+++ Text to read

FOOD 101 - Intro to Food

Diksha Kataria


Churros

Churros

library(readr)
library(ggplot2)
library(dplyr)
## Warning: package 'dplyr' was built under R version 3.5.2
## 
## Attaching package: 'dplyr'
## The following objects are masked from 'package:stats':
## 
##     filter, lag
## The following objects are masked from 'package:base':
## 
##     intersect, setdiff, setequal, union
library(methods)
library(stringi)
library(keras)
## Warning: package 'keras' was built under R version 3.5.2
library(glmnet)
## Loading required package: Matrix
## Loading required package: foreach
## Loaded glmnet 2.0-16

Loading the Food-101 Dataset

The dataset I decided to use for my image classification project is called “Food-101”. The entire dataset has 101 categories of food with a 1000 images in each category; however, I only use a subset of that with 10 categories to make the processing easier. Out of the 1000 images in each food category, 750 training images have deliberately not been cleaned as to make the classification algorithm more robust. The categories I use in my image classification task, with the number of images in each category are:

input_dir <- "~/Desktop/Statistical Learning/Project/food-101/myimages"
class_vector <- dirname(dir(input_dir, recursive = TRUE))
cbind(table(class_vector))
##                         [,1]
## apple_pie               1000
## cheesecake              1000
## churros                 1000
## donuts                  1000
## french_fries            1000
## grilled_cheese_sandwich 1000
## pancakes                1000
## pizza                   1000
## samosa                  1000
## tacos                   1000

I start off by loading in my dataset which has already been processed and embedded in a seperate file. Along with that, I load in the metadata for my dataset.

#loading in the data set
img_data <- read.csv("~/Desktop/Statistical Learning/Project/my-image-data.csv")
X2 <- read_rds("~/Desktop/Statistical Learning/Project/my-image-embed.rds")

Sample Images

To make sure the images were loaded correctly, let’s look at a few sample images from the category “apple pie”.

#looking at the images
paths <- dir(input_dir, recursive = TRUE, full.names=TRUE)
par(mar = c(0,0,0,0))
par(mfrow = c(4, 6))
set.seed(1)
for (i in 1:24) {
  plot(0,0,xlim=c(0,1),ylim=c(0,1),axes= FALSE,type = "n")

++++++

Reproduce verbatim the part of the Food-101 project text between "library(stringi)" and "recursive = TRUE))", inclusive. The data placed after this text come from a different source.

+++ Data section

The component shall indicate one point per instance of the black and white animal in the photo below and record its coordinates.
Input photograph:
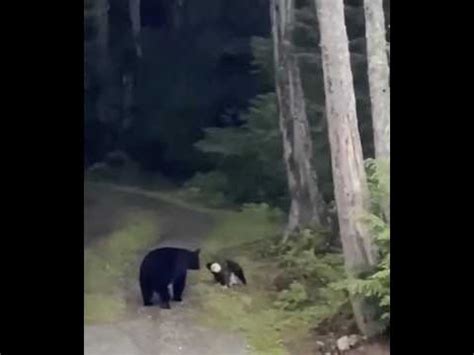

++++++

# Full response
library(stringi)
library(keras)
## Warning: package 'keras' was built under R version 3.5.2
library(glmnet)
## Loading required package: Matrix
## Loading required package: foreach
## Loaded glmnet 2.0-16

Loading the Food-101 Dataset

The dataset I decided to use for my image classification project is called “Food-101”. The entire dataset has 101 categories of food with a 1000 images in each category; however, I only use a subset of that with 10 categories to make the processing easier. Out of the 1000 images in each food category, 750 training images have deliberately not been cleaned as to make the classification algorithm more robust. The categories I use in my image classification task, with the number of images in each category are:

input_dir <- "~/Desktop/Statistical Learning/Project/food-101/myimages"
class_vector <- dirname(dir(input_dir, recursive = TRUE))